Supplied information:
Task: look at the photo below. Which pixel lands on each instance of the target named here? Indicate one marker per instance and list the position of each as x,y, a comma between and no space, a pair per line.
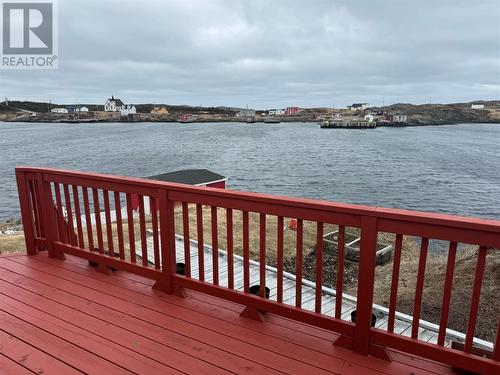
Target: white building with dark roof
113,105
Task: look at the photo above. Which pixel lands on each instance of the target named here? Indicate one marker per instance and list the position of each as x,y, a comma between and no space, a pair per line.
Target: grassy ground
434,277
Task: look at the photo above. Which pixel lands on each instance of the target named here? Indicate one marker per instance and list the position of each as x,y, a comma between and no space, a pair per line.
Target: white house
248,112
59,110
113,105
370,117
399,117
358,106
128,110
277,112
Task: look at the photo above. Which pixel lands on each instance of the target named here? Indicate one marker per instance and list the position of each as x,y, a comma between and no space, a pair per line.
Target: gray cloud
268,54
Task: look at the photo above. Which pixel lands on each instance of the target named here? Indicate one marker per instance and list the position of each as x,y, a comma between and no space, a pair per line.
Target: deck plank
65,351
10,367
99,320
282,328
187,322
28,358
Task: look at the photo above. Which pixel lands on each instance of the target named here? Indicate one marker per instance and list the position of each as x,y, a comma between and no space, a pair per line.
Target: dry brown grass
289,236
465,267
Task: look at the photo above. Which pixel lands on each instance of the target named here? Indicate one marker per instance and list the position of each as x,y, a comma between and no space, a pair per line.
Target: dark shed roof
189,176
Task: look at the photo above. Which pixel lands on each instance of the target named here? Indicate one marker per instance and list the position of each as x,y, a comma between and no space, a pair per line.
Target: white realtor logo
29,35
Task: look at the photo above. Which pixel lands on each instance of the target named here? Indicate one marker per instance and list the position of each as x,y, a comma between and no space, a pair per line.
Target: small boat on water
340,124
271,120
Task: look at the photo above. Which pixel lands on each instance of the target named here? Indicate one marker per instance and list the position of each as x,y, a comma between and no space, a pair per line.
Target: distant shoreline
208,121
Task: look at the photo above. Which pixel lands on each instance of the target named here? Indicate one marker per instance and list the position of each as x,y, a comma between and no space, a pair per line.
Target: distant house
358,106
370,117
76,108
72,108
247,112
126,110
159,111
276,112
292,110
113,105
59,110
396,118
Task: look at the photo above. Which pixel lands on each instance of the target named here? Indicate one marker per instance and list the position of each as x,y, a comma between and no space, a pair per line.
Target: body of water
450,169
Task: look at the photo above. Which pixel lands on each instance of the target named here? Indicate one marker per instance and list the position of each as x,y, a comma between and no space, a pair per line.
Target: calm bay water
451,169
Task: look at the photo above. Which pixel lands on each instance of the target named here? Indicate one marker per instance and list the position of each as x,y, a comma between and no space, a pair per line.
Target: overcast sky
268,54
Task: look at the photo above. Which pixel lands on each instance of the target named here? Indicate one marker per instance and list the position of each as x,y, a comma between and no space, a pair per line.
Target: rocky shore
417,115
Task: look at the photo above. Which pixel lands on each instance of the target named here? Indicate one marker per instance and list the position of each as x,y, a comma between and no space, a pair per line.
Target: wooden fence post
167,247
366,278
26,213
49,216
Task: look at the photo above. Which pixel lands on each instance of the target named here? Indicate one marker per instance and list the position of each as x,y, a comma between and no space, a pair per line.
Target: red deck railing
44,192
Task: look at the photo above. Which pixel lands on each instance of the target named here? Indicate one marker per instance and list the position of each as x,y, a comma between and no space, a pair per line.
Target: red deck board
283,328
178,319
28,358
10,367
65,313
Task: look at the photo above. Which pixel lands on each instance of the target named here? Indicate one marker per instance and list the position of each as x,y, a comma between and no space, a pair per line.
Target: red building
292,110
196,177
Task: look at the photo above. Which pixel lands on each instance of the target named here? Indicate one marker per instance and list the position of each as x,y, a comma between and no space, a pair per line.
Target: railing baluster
142,225
445,306
246,253
78,215
279,257
60,216
476,294
156,239
33,208
496,349
109,228
394,283
167,233
419,288
131,229
88,220
262,255
230,250
97,214
39,210
201,249
298,272
26,213
340,271
69,210
49,215
215,246
319,266
119,225
187,243
366,278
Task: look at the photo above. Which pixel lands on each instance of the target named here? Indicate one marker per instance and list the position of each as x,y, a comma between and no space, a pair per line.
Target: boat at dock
271,120
339,124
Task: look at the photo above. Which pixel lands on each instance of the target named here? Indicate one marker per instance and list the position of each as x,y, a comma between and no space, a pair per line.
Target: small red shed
196,177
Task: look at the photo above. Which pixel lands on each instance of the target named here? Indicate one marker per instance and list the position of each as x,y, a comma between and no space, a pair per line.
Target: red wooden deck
61,316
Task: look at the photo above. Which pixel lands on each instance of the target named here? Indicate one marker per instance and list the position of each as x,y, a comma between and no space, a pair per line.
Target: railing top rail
459,222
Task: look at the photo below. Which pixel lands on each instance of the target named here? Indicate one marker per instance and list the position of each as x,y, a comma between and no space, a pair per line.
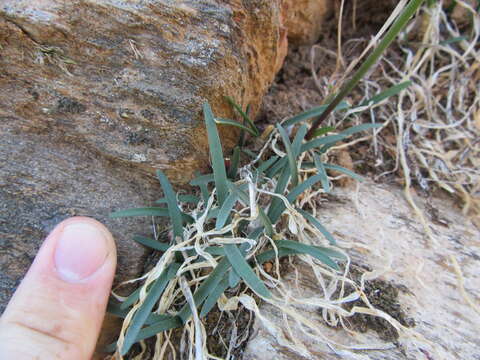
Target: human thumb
58,308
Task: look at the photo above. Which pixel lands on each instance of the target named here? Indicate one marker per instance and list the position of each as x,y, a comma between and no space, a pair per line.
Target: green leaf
297,141
322,172
186,198
277,167
316,111
323,131
261,213
319,226
310,250
243,115
233,169
216,154
270,255
225,210
202,179
170,322
277,206
394,90
399,24
145,309
206,288
290,155
236,124
148,211
173,209
213,297
358,128
153,244
264,166
243,269
343,170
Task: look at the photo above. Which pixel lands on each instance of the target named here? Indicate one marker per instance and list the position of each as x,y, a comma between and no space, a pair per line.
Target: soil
383,295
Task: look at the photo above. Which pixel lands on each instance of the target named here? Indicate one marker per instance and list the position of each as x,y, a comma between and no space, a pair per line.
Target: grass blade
243,269
319,226
216,155
322,172
236,124
391,34
142,313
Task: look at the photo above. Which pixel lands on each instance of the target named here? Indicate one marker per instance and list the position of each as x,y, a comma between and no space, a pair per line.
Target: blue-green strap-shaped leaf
322,172
145,309
206,288
213,297
277,167
245,117
316,111
225,210
261,213
173,209
290,154
394,90
216,155
343,170
153,244
319,226
323,131
243,269
298,140
236,124
266,164
235,161
310,250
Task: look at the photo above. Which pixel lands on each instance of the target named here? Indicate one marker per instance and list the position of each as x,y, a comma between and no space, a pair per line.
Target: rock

Exercise details: In your copy of the records above, include every line exactly but no pictures.

Your response:
Task: look at the photo below. Which pixel lands on each instance of the target named here? Indicate one marker per instance and list the position of each as x,y, a comma between and no space, a pair per line.
Target: white building with dark roof
113,105
Task: look at the photo above. Which pixel lands on each instance of the target named here? Indicate one marker per instance and list the position of each as x,y, a comma between and no space, a pair per line.
Target: grassy ground
434,277
Task: look at the photo above. Which pixel lands on each instance of the target named here? Indicate one marker per instance and list the position of each as x,y, a comma between and no space, a pair per line.
Target: white house
248,112
59,110
113,105
370,117
399,117
358,106
128,110
277,112
Task: look at the photo above. Which pixel lands on each instance of the target named here? Indicate one marker per instance and list the position of each as x,y, a comma between and no space, a pair per line.
Target: gray cloud
268,54
Task: look at the photo above. Which pixel lands on each instance of the target named here? Indicate one marker per instance and list the position of each as x,y, a comma between and no space, a pair per line.
Target: deck plank
65,351
10,367
99,320
282,328
187,322
28,358
Task: look at the photo above. Which pixel lands on each instance of the target named here? Indicate one marker per instance and list the position of each as x,y, a comma between and no space, a pair per line.
Target: dry brown grass
289,236
465,267
Task: look at the photo above. Which pixel lands on each instance of the target named here? Indicate one marker per instance and list the position of each as x,y, a comma between and no space, a pair per line.
Target: dark shed roof
189,176
Task: look at the photo above. Which pixel lands on each instance of the target named here? Indicate one marker per instance and list the position of each as x,y, a comma between and no space, a pair per line.
Target: white realtor logo
29,35
Task: look at the photo above. Which pixel lands on each instance of the target named here? Indicate one marker per instance and list the position of each as x,y, a comma between and no space, a pair per line.
Target: small boat on water
340,124
271,120
Task: look at the photo above. Which pixel lands on each instance of the target named here? Indicate one marker per instance and list the position of each as x,y, a comma between and no space, a pair per line.
Target: distant shoreline
208,121
Task: look at the photo above. Which pixel lands on each instance of the target named here? Indicate one marker per instance and list the position of each as x,y, a comma between and no space, a pair per line.
Target: distant house
358,106
370,117
76,108
72,108
247,112
126,110
159,111
276,112
292,110
113,105
59,110
396,118
Task: look at the photo above. Which pixel lands on each instance of the target named here? Indicate one marker per instance and list the position of each as x,y, a comma between and no space, a pair per line.
Target: body of water
450,169
Task: look at the photo above. Which pixel lands on each instance of the target named here? Indicate one marker per instance and list the position of each as x,y, a comma between and no space, a pair per line.
Target: calm bay water
451,169
Task: look at the photo above. Which pixel lands on each instance of the target named here? Indicate one marker per instance and list the position of each as x,y, a comma between and no space, a pair per line.
Target: overcast sky
268,54
Task: look at the photo above. Which pixel lands on each instance of the target named here? Indicate one marker per instance and list the position of each as x,y, a comma between and no space, a pair per line.
Target: rocky shore
417,115
Task: look at the photo above. Which pixel lands on each instance of the target named here? Indicate one marker per instance and list the position of each as x,y, a comma between and no space, a pair per line.
Target: wooden fence post
167,247
366,278
26,213
49,216
Task: look at the photo above. Which pixel lands on each instance of the target named here? Indicate one marker per instance and list the position of each as x,y, a comma between and no space, a pair per line.
Target: red deck railing
44,192
Task: look at the photo above. Which pixel lands on each instance of the target named here? Indicate one marker per instance and list the position of each as x,y, a comma between and no space, a pair per line.
Target: red deck board
283,328
178,319
28,358
10,367
65,313
Task: look at the photo above. Which pixel lands on each instance of the target named here? Indicate one marker per instance and list the position of each as x,y, a comma between and no space, a pair per line.
Target: red building
292,110
196,177
Task: look at the photo above. Which pixel lands on each instance of the target named here? Indicate one marker per instance and list the position of each as x,y, a comma between and no space, a pair per line.
Target: railing baluster
142,225
445,306
246,253
78,215
279,257
60,216
476,294
156,239
33,208
496,349
109,228
394,283
167,233
419,288
131,229
88,220
262,255
230,250
97,214
39,210
201,249
298,272
26,213
340,271
69,210
49,215
215,246
319,266
119,225
187,243
366,278
Task: look at the photo above. Which pixel lands on each instance of the target named here? Indicate one marker per instance and list the position of each as x,y, a comma between and no space, a pair per line.
Target: boat at dock
271,120
339,124
Task: look at the photo above. Which pixel lands on each instance of the target named here? Indicate one marker per instance and list the position of each as x,y, a comma between and no space, a pair per line.
Target: small red shed
196,177
Task: look at the photo above. Which pixel lands on each instance of the target named here? Indicate one marker per instance and list the position of each as x,y, a comma between and no space, a pair per line.
Target: red wooden deck
61,316
Task: look at the photo above. Which pixel lands on each instance of the target named here? Indicate one marker per instance and list the position of each as x,y, a comma between and no space, a pair per line.
Target: railing top rail
459,222
Task: look at the photo below. Which pixel lands on each instance of the target named here? Indicate one marker per instance and list the position of each as x,y, a comma between and no space, a pair per line.
Target: human thumb
58,308
Task: look at the photo above. Which pixel lands on each instance of the target named here? Indicate one marker per instance and list the position of each as x,y, a comma between and no space, a pair per line.
Target: green leaf
297,141
322,172
186,198
277,167
316,111
323,131
261,213
319,226
310,250
243,115
233,169
216,154
270,255
225,210
202,179
170,322
277,206
394,90
399,24
145,309
206,288
290,155
236,124
148,211
173,209
213,297
358,128
153,244
264,166
243,269
343,170
Task: look at the photo above. Which pixel lands on each instance of the target named here? Indicate one marker per instance and list the position of each as x,y, a comma between and no space, a pair per line.
Target: soil
383,295
Task: look at the photo above. Which pixel lands on each instance of the target named here? Indicate one marker per instance and list the position of each as x,y, a comma between and no space, a pair per line.
Target: grass blade
243,269
319,226
216,155
322,172
236,124
391,34
142,313
Task: look at the photo above. Which pixel lands on each instance of the target named here? Indicate one marker per instance and list the position of each as x,y, a comma between and no space, a pair per line.
Target: blue-green strap-shaped leaf
322,172
145,309
206,288
213,297
277,167
245,117
316,111
225,210
261,213
173,209
290,154
394,90
216,155
343,170
153,244
319,226
323,131
243,269
298,140
236,124
266,164
235,161
310,250
Task: look at the photo above. Which pixel lands on each instance of the target named here? Indicate one marker per instance and list the position of each as x,y, a comma between and no space, a pair per line.
Target: rock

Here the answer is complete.